WORK TO COMPLETE:
Convert the items below into a JSON list of strings with one string per line, leaving out blank lines. Include everything from the line containing "Task: please point out the couch" down to the line containing "<point>94,159</point>", both ends included, and nothing else.

Object point labels
_____

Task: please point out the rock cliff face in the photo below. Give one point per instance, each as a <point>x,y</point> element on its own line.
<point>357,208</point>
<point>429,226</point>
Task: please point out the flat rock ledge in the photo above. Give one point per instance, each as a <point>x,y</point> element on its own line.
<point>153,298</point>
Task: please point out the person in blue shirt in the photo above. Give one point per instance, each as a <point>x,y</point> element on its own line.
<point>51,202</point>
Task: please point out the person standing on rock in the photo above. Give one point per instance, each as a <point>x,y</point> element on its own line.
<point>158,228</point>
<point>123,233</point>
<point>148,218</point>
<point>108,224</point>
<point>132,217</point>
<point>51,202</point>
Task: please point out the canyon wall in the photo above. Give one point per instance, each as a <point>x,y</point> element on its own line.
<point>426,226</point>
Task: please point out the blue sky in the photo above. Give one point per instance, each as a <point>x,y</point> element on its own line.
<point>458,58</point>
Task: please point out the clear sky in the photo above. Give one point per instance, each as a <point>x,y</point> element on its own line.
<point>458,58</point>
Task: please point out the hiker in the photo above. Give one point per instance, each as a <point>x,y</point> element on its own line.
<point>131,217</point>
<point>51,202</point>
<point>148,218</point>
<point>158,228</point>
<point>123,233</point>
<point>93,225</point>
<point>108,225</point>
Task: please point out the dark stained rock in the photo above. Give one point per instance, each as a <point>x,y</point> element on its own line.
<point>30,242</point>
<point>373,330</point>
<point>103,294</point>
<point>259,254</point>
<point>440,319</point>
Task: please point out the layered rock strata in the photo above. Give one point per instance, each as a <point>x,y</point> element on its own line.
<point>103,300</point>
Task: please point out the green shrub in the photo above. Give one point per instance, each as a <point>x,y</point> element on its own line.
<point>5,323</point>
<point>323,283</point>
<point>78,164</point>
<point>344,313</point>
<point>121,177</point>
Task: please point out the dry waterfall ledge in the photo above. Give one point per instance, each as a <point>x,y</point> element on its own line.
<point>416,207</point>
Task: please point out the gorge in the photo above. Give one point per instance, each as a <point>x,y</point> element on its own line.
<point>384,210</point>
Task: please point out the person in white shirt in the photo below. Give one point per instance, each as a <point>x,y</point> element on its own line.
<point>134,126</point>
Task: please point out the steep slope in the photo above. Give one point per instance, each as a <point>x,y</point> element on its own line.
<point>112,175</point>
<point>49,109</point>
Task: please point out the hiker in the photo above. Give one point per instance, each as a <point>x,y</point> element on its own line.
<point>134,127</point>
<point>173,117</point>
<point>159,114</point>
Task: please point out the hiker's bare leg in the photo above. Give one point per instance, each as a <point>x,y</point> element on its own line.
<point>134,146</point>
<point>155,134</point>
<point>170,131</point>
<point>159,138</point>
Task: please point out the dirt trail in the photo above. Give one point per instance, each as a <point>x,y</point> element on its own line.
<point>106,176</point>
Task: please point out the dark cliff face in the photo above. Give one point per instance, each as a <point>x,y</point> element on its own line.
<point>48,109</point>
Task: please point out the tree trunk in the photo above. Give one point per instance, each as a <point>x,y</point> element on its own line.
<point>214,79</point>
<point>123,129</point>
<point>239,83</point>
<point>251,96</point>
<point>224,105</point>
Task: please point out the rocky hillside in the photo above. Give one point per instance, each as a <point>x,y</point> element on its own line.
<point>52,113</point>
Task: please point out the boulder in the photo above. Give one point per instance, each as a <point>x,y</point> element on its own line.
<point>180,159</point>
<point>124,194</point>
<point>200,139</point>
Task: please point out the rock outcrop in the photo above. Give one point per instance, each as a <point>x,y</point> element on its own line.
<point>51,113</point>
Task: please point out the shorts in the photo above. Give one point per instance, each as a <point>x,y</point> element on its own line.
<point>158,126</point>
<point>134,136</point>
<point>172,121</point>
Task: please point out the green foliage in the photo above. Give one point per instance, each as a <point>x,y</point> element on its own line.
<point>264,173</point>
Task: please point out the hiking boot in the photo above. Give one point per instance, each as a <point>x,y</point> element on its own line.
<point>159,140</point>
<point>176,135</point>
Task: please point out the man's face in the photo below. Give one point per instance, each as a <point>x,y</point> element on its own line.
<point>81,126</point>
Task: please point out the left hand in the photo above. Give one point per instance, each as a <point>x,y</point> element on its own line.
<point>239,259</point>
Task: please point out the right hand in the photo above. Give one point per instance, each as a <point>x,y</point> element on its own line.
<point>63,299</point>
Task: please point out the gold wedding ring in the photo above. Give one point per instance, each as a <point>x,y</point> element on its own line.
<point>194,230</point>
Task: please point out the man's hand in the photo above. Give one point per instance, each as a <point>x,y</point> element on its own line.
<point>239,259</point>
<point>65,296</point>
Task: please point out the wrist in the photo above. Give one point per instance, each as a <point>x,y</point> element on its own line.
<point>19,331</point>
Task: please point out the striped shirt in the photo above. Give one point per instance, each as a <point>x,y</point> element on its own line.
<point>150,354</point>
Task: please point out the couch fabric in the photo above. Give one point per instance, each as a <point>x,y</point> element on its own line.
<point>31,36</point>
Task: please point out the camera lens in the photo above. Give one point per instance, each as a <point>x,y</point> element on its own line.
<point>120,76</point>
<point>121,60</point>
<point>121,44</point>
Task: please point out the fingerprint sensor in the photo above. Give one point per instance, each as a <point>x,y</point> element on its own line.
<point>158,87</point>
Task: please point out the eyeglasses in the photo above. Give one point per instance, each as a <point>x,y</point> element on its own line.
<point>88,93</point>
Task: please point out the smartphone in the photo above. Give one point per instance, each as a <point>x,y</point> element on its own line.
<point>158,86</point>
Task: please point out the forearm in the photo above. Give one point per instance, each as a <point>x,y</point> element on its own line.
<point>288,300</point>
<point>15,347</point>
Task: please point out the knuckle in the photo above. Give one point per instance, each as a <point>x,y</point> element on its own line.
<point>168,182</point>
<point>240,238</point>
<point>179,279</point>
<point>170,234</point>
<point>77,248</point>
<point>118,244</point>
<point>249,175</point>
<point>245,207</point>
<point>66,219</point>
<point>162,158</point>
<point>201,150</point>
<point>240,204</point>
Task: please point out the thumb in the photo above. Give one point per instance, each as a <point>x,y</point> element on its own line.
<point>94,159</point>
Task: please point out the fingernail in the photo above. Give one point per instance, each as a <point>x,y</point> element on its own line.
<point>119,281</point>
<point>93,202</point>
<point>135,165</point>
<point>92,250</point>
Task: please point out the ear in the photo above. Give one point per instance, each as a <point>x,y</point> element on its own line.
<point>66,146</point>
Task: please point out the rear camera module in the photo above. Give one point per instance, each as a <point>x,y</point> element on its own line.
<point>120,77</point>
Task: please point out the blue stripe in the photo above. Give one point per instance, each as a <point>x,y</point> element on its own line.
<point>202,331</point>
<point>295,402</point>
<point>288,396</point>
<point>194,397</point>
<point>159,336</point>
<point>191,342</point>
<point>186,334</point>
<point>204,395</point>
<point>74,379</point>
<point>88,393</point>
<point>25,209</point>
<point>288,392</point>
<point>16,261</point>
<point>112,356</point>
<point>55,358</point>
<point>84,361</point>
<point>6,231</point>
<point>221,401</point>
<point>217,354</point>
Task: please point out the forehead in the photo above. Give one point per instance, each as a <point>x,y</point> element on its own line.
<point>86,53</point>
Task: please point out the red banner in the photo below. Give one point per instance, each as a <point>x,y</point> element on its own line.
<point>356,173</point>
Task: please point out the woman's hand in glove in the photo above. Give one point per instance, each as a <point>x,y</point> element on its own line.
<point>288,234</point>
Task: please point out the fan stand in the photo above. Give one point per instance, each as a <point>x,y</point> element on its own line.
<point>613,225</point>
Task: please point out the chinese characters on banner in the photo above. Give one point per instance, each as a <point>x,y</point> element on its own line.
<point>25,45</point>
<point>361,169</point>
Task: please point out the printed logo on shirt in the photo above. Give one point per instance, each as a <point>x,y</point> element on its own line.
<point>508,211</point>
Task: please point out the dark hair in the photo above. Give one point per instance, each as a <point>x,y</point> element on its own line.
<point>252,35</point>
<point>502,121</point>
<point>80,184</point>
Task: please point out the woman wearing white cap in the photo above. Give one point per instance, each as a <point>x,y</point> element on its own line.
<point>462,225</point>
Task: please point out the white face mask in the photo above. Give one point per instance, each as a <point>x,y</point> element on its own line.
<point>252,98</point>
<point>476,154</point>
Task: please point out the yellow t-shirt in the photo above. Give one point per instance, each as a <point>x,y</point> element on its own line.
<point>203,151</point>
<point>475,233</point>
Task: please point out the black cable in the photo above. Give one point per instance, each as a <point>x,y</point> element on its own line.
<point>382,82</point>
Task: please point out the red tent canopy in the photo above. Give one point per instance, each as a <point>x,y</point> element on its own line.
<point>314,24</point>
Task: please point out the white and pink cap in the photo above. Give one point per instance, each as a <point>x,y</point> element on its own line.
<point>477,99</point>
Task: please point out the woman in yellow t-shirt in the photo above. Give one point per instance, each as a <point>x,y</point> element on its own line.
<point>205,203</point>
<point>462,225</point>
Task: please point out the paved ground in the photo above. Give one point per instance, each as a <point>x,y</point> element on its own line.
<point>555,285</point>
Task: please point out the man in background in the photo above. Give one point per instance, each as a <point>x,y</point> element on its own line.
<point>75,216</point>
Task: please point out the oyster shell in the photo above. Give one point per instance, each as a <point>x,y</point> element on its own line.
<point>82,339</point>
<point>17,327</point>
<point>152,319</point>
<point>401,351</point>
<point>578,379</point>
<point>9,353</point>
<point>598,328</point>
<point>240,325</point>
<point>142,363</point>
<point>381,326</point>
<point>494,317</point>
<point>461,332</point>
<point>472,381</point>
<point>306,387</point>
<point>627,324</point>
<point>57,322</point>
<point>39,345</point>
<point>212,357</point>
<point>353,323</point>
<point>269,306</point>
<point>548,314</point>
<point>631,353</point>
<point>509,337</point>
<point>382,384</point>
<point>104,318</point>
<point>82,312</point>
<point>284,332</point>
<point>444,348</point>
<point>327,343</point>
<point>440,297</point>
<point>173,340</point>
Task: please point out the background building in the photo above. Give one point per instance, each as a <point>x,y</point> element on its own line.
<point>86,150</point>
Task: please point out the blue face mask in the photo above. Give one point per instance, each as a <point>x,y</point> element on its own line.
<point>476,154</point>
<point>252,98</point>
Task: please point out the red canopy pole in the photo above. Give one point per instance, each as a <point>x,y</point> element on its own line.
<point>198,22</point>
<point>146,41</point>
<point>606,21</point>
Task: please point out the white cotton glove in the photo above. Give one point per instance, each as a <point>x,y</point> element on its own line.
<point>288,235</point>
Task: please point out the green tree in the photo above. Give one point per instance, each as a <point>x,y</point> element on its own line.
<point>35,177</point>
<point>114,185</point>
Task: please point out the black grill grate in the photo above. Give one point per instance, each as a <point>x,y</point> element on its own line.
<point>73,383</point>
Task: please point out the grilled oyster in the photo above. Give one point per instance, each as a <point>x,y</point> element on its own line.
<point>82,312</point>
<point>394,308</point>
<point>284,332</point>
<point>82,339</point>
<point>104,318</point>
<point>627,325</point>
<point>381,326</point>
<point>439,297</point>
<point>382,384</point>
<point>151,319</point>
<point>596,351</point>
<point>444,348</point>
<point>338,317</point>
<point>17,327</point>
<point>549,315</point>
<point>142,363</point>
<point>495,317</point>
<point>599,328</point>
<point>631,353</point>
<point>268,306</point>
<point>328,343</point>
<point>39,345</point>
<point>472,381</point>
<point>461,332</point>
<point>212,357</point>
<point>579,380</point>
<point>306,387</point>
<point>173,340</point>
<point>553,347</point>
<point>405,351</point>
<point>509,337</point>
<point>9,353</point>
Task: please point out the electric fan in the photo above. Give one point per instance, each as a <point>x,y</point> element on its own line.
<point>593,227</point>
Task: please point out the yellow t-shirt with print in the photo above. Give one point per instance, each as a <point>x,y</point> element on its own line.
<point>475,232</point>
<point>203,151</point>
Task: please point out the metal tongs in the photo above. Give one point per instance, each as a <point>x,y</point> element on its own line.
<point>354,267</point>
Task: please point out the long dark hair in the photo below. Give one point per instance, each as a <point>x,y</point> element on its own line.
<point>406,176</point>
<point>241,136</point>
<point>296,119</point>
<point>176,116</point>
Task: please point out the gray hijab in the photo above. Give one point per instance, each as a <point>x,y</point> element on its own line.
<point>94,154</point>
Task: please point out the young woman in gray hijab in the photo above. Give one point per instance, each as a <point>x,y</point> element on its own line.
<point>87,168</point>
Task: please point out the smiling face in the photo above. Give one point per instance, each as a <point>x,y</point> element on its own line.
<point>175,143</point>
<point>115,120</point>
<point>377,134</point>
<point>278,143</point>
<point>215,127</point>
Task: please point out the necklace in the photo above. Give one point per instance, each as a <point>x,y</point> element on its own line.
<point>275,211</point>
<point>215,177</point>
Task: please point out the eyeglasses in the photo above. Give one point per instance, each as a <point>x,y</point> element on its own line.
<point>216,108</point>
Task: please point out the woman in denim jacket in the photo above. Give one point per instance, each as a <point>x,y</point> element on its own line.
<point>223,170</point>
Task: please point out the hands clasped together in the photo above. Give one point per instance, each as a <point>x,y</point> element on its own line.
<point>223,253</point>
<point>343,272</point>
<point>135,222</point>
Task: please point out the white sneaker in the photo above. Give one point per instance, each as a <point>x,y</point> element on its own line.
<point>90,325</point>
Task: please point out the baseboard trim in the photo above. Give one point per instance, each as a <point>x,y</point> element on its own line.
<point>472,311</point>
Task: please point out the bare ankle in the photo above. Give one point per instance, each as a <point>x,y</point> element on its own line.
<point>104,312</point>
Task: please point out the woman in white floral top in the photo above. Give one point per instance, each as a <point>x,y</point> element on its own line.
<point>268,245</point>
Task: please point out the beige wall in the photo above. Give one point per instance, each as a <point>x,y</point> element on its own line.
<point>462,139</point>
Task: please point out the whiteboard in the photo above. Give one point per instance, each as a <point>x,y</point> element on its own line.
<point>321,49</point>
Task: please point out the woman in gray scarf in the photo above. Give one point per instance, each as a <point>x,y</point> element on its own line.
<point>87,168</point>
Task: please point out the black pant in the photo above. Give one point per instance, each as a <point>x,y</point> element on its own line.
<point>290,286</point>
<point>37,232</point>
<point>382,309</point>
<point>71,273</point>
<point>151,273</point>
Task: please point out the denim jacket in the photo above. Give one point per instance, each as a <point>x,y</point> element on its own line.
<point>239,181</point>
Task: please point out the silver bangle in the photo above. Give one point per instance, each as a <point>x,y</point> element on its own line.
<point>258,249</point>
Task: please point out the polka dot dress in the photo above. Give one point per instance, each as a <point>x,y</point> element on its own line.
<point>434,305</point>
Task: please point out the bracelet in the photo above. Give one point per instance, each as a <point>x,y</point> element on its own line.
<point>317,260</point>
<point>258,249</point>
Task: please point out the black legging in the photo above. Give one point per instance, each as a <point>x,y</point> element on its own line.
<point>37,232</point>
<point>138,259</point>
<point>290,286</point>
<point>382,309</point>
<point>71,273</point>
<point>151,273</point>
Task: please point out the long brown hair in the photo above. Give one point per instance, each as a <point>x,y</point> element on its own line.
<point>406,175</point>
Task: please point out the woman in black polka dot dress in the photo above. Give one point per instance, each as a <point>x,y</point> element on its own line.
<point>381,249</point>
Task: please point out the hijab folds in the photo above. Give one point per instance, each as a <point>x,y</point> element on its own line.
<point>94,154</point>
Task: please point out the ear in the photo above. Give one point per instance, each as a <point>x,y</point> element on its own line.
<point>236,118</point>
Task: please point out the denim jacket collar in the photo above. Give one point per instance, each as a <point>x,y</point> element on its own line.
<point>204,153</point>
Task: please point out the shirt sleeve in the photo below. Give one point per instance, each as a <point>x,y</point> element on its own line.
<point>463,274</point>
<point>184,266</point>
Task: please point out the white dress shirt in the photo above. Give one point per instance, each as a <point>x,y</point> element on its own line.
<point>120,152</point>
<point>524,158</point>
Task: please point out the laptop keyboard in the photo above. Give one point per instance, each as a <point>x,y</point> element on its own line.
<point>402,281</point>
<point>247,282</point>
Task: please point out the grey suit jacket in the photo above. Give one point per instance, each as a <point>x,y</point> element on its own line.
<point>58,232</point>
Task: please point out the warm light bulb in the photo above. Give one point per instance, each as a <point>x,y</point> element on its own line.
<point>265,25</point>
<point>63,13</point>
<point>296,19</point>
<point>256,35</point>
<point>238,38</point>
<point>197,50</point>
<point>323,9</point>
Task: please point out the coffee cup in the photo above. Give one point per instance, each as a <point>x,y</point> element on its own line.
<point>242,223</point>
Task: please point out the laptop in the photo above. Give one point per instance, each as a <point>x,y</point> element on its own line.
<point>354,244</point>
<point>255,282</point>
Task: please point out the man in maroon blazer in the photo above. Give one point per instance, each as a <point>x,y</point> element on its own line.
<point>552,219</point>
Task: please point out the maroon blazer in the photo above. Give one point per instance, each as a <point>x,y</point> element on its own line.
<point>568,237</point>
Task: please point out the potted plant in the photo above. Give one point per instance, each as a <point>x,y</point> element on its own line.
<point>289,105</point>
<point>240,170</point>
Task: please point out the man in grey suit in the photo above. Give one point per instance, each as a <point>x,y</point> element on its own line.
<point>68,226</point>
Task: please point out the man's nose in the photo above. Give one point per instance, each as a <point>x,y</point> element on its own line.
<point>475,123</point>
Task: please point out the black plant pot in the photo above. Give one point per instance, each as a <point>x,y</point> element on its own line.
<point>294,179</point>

_____

FINISHED EXERCISE:
[
  "Task: please point out the couch fabric in the photo above. Give one point per instance, each as a <point>x,y</point> element on its own line.",
  "<point>31,36</point>",
  "Task: please point out the camera lens in the photo above. Give one point per instance, each as a <point>x,y</point> element on its own line.",
  "<point>120,76</point>",
  "<point>121,60</point>",
  "<point>121,44</point>",
  "Task: please point out the fingerprint sensor in the photo above. Give one point per instance, each as a <point>x,y</point> element on its own line.",
  "<point>158,87</point>",
  "Task: please point out the eyeglasses in the photo above. Give one point per instance, each as a <point>x,y</point> element on its own line.",
  "<point>88,93</point>",
  "Task: please point out the smartphone in the photo above. Give one point per instance, each as a <point>x,y</point> element on its own line.",
  "<point>158,86</point>",
  "Task: please point out the forearm in the photo above. Give one point per instance, each as a <point>x,y</point> element on its own line.",
  "<point>288,300</point>",
  "<point>15,347</point>",
  "Task: please point out the knuckle in the photo above. Give one point per instance, each as a <point>x,y</point> element on its own line.",
  "<point>168,182</point>",
  "<point>240,238</point>",
  "<point>179,279</point>",
  "<point>170,234</point>",
  "<point>77,248</point>",
  "<point>118,244</point>",
  "<point>249,175</point>",
  "<point>245,207</point>",
  "<point>66,219</point>",
  "<point>162,158</point>",
  "<point>201,150</point>",
  "<point>240,204</point>",
  "Task: please point out the thumb in the photo above. Give one point per instance, each as a <point>x,y</point> element on its own line.",
  "<point>94,159</point>"
]